Sewer Officials Review Next Phase Of Project With Residents

B Y A NDREW G OROSKO

About 50 residents from central Newtown have met with town officials to

discuss how the ongoing sewer system construction project will affect their

properties during the coming months.

The residents discussed the effects of sewer construction on: Mount Pleasant

Road, Main Street, South Main Street, Lovell's Lane, Laurel Road, Elm Drive,

Sugar Street, Country Club Road, Hawley Road, School House Hill Road, and

Johnnie Cake Lane. The construction work collectively is known as "Contract

3."

Water Pollution Control Authority (WPCA) Chairman Peter Alagna convened the

public hearing on sewer construction May 30 in the Alexandria Room at Edmond

Town Hall.

In order to install public sewer mains, the town needs temporary easements

from people who own property where the sewers will be buried. To maintain the

sewer lines after they are installed and operating, the town needs to obtain

permanent easements, which will allow sewer maintenance crews onto the private

properties to correct any operational problems.

* _ENTRIES_:

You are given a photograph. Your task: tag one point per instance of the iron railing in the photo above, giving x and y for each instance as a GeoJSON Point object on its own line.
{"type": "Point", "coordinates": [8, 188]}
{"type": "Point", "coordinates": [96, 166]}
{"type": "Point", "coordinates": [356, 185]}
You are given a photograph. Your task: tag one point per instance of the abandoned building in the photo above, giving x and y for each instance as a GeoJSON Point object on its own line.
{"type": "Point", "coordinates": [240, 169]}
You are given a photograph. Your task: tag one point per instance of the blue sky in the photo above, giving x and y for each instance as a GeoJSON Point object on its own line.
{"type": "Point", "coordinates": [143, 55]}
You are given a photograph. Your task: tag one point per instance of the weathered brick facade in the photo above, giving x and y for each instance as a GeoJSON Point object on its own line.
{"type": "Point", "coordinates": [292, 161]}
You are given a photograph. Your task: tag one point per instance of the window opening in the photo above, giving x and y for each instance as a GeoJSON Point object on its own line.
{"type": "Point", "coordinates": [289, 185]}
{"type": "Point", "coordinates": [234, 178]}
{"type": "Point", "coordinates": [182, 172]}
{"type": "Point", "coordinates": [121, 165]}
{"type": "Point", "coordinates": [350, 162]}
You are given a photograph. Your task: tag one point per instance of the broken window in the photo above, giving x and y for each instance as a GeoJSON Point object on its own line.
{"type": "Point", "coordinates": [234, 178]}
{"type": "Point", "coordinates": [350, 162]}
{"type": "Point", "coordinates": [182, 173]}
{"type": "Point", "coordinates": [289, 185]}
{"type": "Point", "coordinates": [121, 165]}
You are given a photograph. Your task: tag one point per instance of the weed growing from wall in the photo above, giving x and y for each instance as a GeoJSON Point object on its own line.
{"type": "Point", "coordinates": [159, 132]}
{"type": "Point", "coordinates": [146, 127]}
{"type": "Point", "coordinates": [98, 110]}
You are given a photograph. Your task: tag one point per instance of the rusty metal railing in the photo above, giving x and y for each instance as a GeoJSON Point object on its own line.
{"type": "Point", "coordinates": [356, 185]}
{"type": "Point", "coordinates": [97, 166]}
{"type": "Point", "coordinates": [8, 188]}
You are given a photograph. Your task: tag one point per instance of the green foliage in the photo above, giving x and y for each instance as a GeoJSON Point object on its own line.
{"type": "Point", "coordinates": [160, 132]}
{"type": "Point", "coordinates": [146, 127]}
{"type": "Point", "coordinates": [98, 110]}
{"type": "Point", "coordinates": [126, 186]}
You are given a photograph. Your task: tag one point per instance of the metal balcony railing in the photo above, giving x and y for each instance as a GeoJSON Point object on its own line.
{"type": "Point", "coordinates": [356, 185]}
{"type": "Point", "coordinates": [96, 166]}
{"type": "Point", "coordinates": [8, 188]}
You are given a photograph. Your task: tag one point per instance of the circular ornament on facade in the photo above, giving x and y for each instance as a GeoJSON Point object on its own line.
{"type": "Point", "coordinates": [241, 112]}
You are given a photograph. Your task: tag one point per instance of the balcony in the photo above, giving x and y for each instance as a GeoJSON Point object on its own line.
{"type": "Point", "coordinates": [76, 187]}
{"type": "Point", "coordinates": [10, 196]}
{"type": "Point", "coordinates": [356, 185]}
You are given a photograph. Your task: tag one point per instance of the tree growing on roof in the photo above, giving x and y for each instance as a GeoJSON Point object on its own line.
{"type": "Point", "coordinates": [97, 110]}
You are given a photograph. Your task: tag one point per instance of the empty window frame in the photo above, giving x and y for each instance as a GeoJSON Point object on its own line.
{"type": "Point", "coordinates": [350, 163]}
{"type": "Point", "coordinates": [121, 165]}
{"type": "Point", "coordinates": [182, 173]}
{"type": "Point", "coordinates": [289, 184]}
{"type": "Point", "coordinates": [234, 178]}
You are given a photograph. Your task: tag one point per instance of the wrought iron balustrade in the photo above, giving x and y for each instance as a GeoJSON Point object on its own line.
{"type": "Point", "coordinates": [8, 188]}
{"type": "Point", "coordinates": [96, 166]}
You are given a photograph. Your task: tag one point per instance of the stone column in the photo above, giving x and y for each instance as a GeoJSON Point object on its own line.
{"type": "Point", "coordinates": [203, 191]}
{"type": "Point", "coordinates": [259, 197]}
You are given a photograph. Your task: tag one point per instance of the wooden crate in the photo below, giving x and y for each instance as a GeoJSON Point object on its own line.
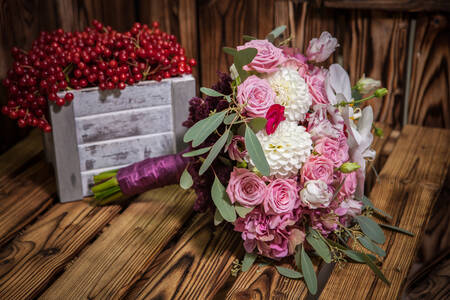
{"type": "Point", "coordinates": [104, 130]}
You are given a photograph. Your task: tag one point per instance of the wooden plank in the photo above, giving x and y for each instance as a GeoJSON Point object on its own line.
{"type": "Point", "coordinates": [409, 184]}
{"type": "Point", "coordinates": [374, 43]}
{"type": "Point", "coordinates": [33, 259]}
{"type": "Point", "coordinates": [223, 23]}
{"type": "Point", "coordinates": [429, 103]}
{"type": "Point", "coordinates": [198, 266]}
{"type": "Point", "coordinates": [29, 193]}
{"type": "Point", "coordinates": [114, 262]}
{"type": "Point", "coordinates": [401, 5]}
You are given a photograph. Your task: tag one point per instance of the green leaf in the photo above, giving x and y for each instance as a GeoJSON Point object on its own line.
{"type": "Point", "coordinates": [196, 152]}
{"type": "Point", "coordinates": [368, 203]}
{"type": "Point", "coordinates": [289, 273]}
{"type": "Point", "coordinates": [358, 256]}
{"type": "Point", "coordinates": [371, 229]}
{"type": "Point", "coordinates": [211, 92]}
{"type": "Point", "coordinates": [257, 124]}
{"type": "Point", "coordinates": [395, 228]}
{"type": "Point", "coordinates": [202, 129]}
{"type": "Point", "coordinates": [229, 50]}
{"type": "Point", "coordinates": [308, 272]}
{"type": "Point", "coordinates": [222, 202]}
{"type": "Point", "coordinates": [248, 38]}
{"type": "Point", "coordinates": [367, 243]}
{"type": "Point", "coordinates": [275, 33]}
{"type": "Point", "coordinates": [186, 180]}
{"type": "Point", "coordinates": [242, 211]}
{"type": "Point", "coordinates": [242, 58]}
{"type": "Point", "coordinates": [374, 268]}
{"type": "Point", "coordinates": [228, 119]}
{"type": "Point", "coordinates": [319, 245]}
{"type": "Point", "coordinates": [255, 151]}
{"type": "Point", "coordinates": [247, 262]}
{"type": "Point", "coordinates": [215, 150]}
{"type": "Point", "coordinates": [217, 217]}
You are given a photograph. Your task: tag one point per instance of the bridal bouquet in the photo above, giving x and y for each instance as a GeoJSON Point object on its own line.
{"type": "Point", "coordinates": [278, 148]}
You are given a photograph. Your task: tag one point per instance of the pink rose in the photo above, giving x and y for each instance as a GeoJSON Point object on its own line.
{"type": "Point", "coordinates": [349, 187]}
{"type": "Point", "coordinates": [273, 235]}
{"type": "Point", "coordinates": [256, 95]}
{"type": "Point", "coordinates": [236, 149]}
{"type": "Point", "coordinates": [317, 167]}
{"type": "Point", "coordinates": [332, 149]}
{"type": "Point", "coordinates": [246, 188]}
{"type": "Point", "coordinates": [316, 86]}
{"type": "Point", "coordinates": [320, 49]}
{"type": "Point", "coordinates": [267, 59]}
{"type": "Point", "coordinates": [281, 196]}
{"type": "Point", "coordinates": [274, 116]}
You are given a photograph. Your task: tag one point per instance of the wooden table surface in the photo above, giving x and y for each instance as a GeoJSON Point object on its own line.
{"type": "Point", "coordinates": [157, 247]}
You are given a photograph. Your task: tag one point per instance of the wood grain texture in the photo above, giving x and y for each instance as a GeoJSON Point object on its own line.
{"type": "Point", "coordinates": [222, 23]}
{"type": "Point", "coordinates": [409, 184]}
{"type": "Point", "coordinates": [33, 259]}
{"type": "Point", "coordinates": [429, 103]}
{"type": "Point", "coordinates": [374, 43]}
{"type": "Point", "coordinates": [198, 266]}
{"type": "Point", "coordinates": [116, 260]}
{"type": "Point", "coordinates": [401, 5]}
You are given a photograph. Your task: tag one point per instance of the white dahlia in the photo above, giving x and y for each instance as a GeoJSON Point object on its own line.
{"type": "Point", "coordinates": [292, 92]}
{"type": "Point", "coordinates": [286, 149]}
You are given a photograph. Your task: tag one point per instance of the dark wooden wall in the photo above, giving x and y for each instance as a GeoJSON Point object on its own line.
{"type": "Point", "coordinates": [373, 35]}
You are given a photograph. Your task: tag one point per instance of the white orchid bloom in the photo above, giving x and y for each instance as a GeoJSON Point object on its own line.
{"type": "Point", "coordinates": [337, 85]}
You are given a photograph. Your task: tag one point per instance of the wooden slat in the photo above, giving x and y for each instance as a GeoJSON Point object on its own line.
{"type": "Point", "coordinates": [403, 5]}
{"type": "Point", "coordinates": [198, 266]}
{"type": "Point", "coordinates": [429, 103]}
{"type": "Point", "coordinates": [374, 43]}
{"type": "Point", "coordinates": [409, 184]}
{"type": "Point", "coordinates": [115, 261]}
{"type": "Point", "coordinates": [31, 261]}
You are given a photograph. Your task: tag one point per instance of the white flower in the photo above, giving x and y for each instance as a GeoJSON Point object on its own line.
{"type": "Point", "coordinates": [292, 92]}
{"type": "Point", "coordinates": [366, 85]}
{"type": "Point", "coordinates": [286, 149]}
{"type": "Point", "coordinates": [315, 194]}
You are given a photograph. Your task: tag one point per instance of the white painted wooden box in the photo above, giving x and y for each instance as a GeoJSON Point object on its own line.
{"type": "Point", "coordinates": [105, 130]}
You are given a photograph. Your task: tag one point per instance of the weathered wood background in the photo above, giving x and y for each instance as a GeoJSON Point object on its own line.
{"type": "Point", "coordinates": [373, 35]}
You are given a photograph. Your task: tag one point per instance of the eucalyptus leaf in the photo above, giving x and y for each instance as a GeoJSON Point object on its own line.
{"type": "Point", "coordinates": [367, 243]}
{"type": "Point", "coordinates": [229, 50]}
{"type": "Point", "coordinates": [308, 272]}
{"type": "Point", "coordinates": [215, 150]}
{"type": "Point", "coordinates": [257, 124]}
{"type": "Point", "coordinates": [221, 201]}
{"type": "Point", "coordinates": [358, 256]}
{"type": "Point", "coordinates": [217, 217]}
{"type": "Point", "coordinates": [368, 203]}
{"type": "Point", "coordinates": [186, 180]}
{"type": "Point", "coordinates": [197, 152]}
{"type": "Point", "coordinates": [247, 262]}
{"type": "Point", "coordinates": [256, 153]}
{"type": "Point", "coordinates": [398, 229]}
{"type": "Point", "coordinates": [374, 268]}
{"type": "Point", "coordinates": [275, 33]}
{"type": "Point", "coordinates": [290, 273]}
{"type": "Point", "coordinates": [229, 119]}
{"type": "Point", "coordinates": [211, 92]}
{"type": "Point", "coordinates": [248, 38]}
{"type": "Point", "coordinates": [242, 211]}
{"type": "Point", "coordinates": [319, 245]}
{"type": "Point", "coordinates": [371, 229]}
{"type": "Point", "coordinates": [202, 129]}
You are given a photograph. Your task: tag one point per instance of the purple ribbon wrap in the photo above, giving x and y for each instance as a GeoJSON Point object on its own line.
{"type": "Point", "coordinates": [151, 173]}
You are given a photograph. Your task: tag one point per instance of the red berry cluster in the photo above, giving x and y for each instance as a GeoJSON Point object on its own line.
{"type": "Point", "coordinates": [98, 56]}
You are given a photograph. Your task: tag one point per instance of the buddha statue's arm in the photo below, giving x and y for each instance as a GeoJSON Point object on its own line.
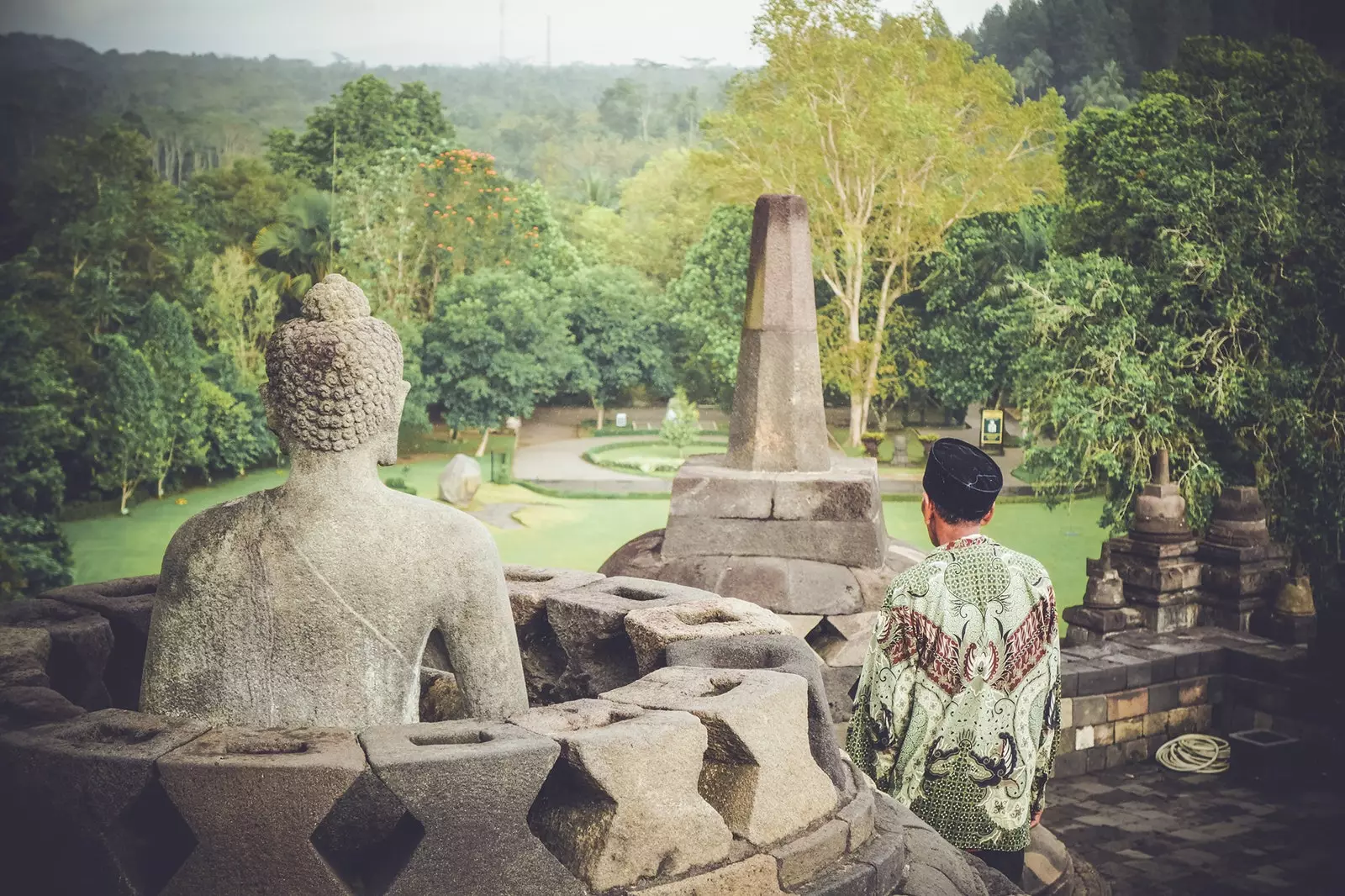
{"type": "Point", "coordinates": [477, 630]}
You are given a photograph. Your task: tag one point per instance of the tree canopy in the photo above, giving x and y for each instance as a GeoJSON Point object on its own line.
{"type": "Point", "coordinates": [894, 134]}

* _PROBLEM REQUIREMENTS_:
Please carry the article on the Newtown sewer project further, picking up after its last sentence. The listing comes from another source.

* _REPLY_:
Peter Grose, sewering project manager for Fuss and O'Neill, Inc, the town's

consulting civil engineers, explained that the sewer system has been designed

to avoid the removal of large trees along its course.

To avoid a long line of specimen trees standing along the east side of Main

Street, most sewer mains there between School House Hill Road and Glover

Avenue will be installed by directional drilling. Such drilling creates small

tunnels into which the sewers are inserted. Through directional drilling, the

sewers are installed without much disruption to the ground's surface and are

positioned beneath existing buried utility lines.

The sewer tunneling project, which is known as Contract 3-A, will be addressed

at an upcoming public hearing.

"We're trying to avoid damage wherever we can," Mr Grose said of the overall

sewering project.

He acknowledged, though, that sewer construction is "certainly a disruption to

traffic and to your property if you have a sewer line on it."

Work on Contract 3 might start in about a month, Mr Grose said. Because that

construction project involves extensive sewering, construction could continue

into the 1997 construction season, he added. The pace of the project depends

upon how many work crews the general contractor places on the job, he noted.

Easements

Town Attorney David Grogins said the easements being sought by the town are

generally for strips of private property 20 feet wide. In most cases, the

easements are being sought for land where putting up buildings is prohibited

due to zoning regulations, he said.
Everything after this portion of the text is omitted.